● SET PROBLEM: Restate the entire listing word for word.

start RAW DATA

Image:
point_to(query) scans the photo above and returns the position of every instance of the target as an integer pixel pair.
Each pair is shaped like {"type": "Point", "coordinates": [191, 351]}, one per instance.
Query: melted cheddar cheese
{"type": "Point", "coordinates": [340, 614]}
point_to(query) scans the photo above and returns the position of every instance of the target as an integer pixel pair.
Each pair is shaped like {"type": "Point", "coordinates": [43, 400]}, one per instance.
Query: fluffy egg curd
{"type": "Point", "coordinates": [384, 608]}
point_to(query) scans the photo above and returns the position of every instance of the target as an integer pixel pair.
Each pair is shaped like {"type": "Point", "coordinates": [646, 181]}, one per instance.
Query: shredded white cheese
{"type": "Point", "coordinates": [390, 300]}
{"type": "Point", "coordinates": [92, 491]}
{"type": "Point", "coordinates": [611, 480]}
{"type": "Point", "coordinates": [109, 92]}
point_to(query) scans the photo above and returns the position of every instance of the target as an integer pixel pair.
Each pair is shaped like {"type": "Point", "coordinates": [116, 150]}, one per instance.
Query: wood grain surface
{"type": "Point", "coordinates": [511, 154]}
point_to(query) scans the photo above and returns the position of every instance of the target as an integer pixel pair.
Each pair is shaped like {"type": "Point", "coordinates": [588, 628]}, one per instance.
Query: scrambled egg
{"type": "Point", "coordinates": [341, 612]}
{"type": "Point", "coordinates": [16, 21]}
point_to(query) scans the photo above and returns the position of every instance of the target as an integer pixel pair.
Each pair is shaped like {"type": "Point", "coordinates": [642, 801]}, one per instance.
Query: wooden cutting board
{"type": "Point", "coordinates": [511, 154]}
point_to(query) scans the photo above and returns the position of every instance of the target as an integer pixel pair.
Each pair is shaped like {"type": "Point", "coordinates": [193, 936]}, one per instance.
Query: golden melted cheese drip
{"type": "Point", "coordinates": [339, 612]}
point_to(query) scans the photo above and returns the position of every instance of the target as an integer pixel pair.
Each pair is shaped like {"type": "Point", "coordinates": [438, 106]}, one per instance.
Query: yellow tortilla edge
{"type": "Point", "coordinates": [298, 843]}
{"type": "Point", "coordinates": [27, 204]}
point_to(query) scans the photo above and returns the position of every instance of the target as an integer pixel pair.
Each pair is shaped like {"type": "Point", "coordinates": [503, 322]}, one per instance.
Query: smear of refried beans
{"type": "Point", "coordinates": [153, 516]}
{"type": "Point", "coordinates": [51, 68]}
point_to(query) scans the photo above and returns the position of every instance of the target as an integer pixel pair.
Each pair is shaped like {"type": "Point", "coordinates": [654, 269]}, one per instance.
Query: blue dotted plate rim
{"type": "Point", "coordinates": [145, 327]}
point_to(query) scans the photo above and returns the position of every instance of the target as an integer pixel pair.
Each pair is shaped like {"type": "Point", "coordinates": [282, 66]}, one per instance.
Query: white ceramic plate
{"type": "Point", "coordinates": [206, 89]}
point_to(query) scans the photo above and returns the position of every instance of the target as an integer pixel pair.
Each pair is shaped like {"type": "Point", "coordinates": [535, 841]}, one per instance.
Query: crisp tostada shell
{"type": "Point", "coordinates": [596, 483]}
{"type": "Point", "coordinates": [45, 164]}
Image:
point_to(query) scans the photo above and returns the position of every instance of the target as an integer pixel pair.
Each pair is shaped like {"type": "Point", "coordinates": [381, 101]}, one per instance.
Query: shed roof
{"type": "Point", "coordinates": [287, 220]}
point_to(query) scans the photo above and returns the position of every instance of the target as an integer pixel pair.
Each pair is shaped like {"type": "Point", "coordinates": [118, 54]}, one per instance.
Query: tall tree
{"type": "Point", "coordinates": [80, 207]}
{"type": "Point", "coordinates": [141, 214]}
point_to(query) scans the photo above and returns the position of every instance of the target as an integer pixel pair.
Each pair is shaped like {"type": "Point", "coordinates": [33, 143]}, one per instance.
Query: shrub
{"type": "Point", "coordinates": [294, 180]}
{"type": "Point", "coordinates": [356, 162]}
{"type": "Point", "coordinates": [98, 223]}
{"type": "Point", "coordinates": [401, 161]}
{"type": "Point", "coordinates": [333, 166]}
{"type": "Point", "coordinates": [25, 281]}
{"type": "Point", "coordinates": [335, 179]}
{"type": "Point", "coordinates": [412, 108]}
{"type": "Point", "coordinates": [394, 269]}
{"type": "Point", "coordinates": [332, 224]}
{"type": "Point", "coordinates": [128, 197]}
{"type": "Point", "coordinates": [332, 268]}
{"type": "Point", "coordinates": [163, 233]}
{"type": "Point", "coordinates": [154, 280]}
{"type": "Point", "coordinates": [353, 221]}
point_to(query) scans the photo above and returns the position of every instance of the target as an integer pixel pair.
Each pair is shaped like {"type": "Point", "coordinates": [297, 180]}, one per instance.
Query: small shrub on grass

end RAW DATA

● RESULT BELOW:
Image:
point_to(query) scans the photo above and returns the position of every instance of the target as an integer pixel pair.
Each pair is shaped like {"type": "Point", "coordinates": [191, 351]}, one per instance.
Query: melted cheddar cheese
{"type": "Point", "coordinates": [340, 614]}
point_to(query) scans the photo above and returns the position of every instance of the target as an integer pixel pair.
Each pair is shaped like {"type": "Point", "coordinates": [43, 400]}, one per instance.
Query: fluffy egg curd
{"type": "Point", "coordinates": [384, 608]}
point_to(query) scans the photo above and returns the position of every instance of the target as an integer pixel pair.
Each pair is shaped like {"type": "Point", "coordinates": [646, 181]}, one per instance.
Query: shredded white cheese
{"type": "Point", "coordinates": [390, 300]}
{"type": "Point", "coordinates": [92, 491]}
{"type": "Point", "coordinates": [611, 480]}
{"type": "Point", "coordinates": [109, 92]}
point_to(query) scans the photo above and returns the position of every instance of the target as an integer pixel pair.
Each pair is shaped like {"type": "Point", "coordinates": [116, 150]}, one per instance.
Query: wood grain surface
{"type": "Point", "coordinates": [511, 154]}
point_to(query) scans the photo above and returns the position of every instance of the target as an integer pixel pair.
Each pair is shaped like {"type": "Point", "coordinates": [588, 628]}, one per instance.
Query: scrambled egg
{"type": "Point", "coordinates": [341, 612]}
{"type": "Point", "coordinates": [16, 21]}
point_to(query) scans the photo above and returns the position of every instance of the target as an integer pixel pair.
Each pair is shaped like {"type": "Point", "coordinates": [642, 801]}, one per instance.
Query: wooden cutting board
{"type": "Point", "coordinates": [511, 154]}
point_to(query) scans the photo above and returns the position of every instance of the target as an integer pixel pair.
Each pair is shaped like {"type": "Point", "coordinates": [193, 936]}, one per instance.
Query: golden melted cheese drip
{"type": "Point", "coordinates": [339, 612]}
point_to(query) scans the photo above and returns the position of every instance of the target as an integer pixel pair.
Each pair is shaped like {"type": "Point", "coordinates": [438, 106]}, one per instance.
Query: yellow tortilla edge
{"type": "Point", "coordinates": [298, 843]}
{"type": "Point", "coordinates": [27, 204]}
point_to(query) scans the photo above and returns the position of every instance of the target as an integer pixel pair.
Each pair is shaped like {"type": "Point", "coordinates": [503, 322]}, one per instance.
Query: smear of refried beans
{"type": "Point", "coordinates": [153, 516]}
{"type": "Point", "coordinates": [51, 68]}
point_to(query) scans the photo above and returns the position of every instance of the target as an integer pixel pair.
Each pair is shaped like {"type": "Point", "coordinates": [654, 269]}, one per instance.
Query: blue dotted plate rim
{"type": "Point", "coordinates": [145, 327]}
point_to(query) scans the photo above and returns the position of every instance of the target as an integer pixel pair.
Each pair is shaped like {"type": "Point", "coordinates": [282, 66]}, one per instance.
Query: white ceramic plate
{"type": "Point", "coordinates": [206, 89]}
point_to(query) scans the photo above and returns the position of every instance of the target as an integer pixel pair.
Each pair is shaped like {"type": "Point", "coordinates": [535, 841]}, one per instance.
Query: crisp tostada shell
{"type": "Point", "coordinates": [596, 483]}
{"type": "Point", "coordinates": [45, 164]}
Image:
point_to(query) scans the photo above and returns the position of every instance of the target as an integer pixel pair.
Each pair is shaped like {"type": "Point", "coordinates": [381, 101]}, one per instance.
Query: shed roof
{"type": "Point", "coordinates": [287, 220]}
point_to(query) scans the photo above and returns the position of every instance of the target as an integer pixel pair.
Each pair is shaped like {"type": "Point", "coordinates": [118, 54]}, one per instance.
Query: tall tree
{"type": "Point", "coordinates": [80, 207]}
{"type": "Point", "coordinates": [141, 214]}
point_to(query) scans the photo above and returns the position of every instance of the target as an integer pixel pair.
Each pair is shaped like {"type": "Point", "coordinates": [33, 143]}, one per instance.
Query: shrub
{"type": "Point", "coordinates": [294, 180]}
{"type": "Point", "coordinates": [356, 162]}
{"type": "Point", "coordinates": [98, 223]}
{"type": "Point", "coordinates": [401, 161]}
{"type": "Point", "coordinates": [333, 166]}
{"type": "Point", "coordinates": [25, 281]}
{"type": "Point", "coordinates": [335, 179]}
{"type": "Point", "coordinates": [412, 108]}
{"type": "Point", "coordinates": [394, 269]}
{"type": "Point", "coordinates": [332, 224]}
{"type": "Point", "coordinates": [128, 197]}
{"type": "Point", "coordinates": [332, 268]}
{"type": "Point", "coordinates": [163, 233]}
{"type": "Point", "coordinates": [154, 280]}
{"type": "Point", "coordinates": [353, 221]}
point_to(query) scans the photo above and returns the position of every instance of the target as an integer pixel pair.
Each pair is shaped like {"type": "Point", "coordinates": [297, 180]}, one per instance.
Query: small shrub on grass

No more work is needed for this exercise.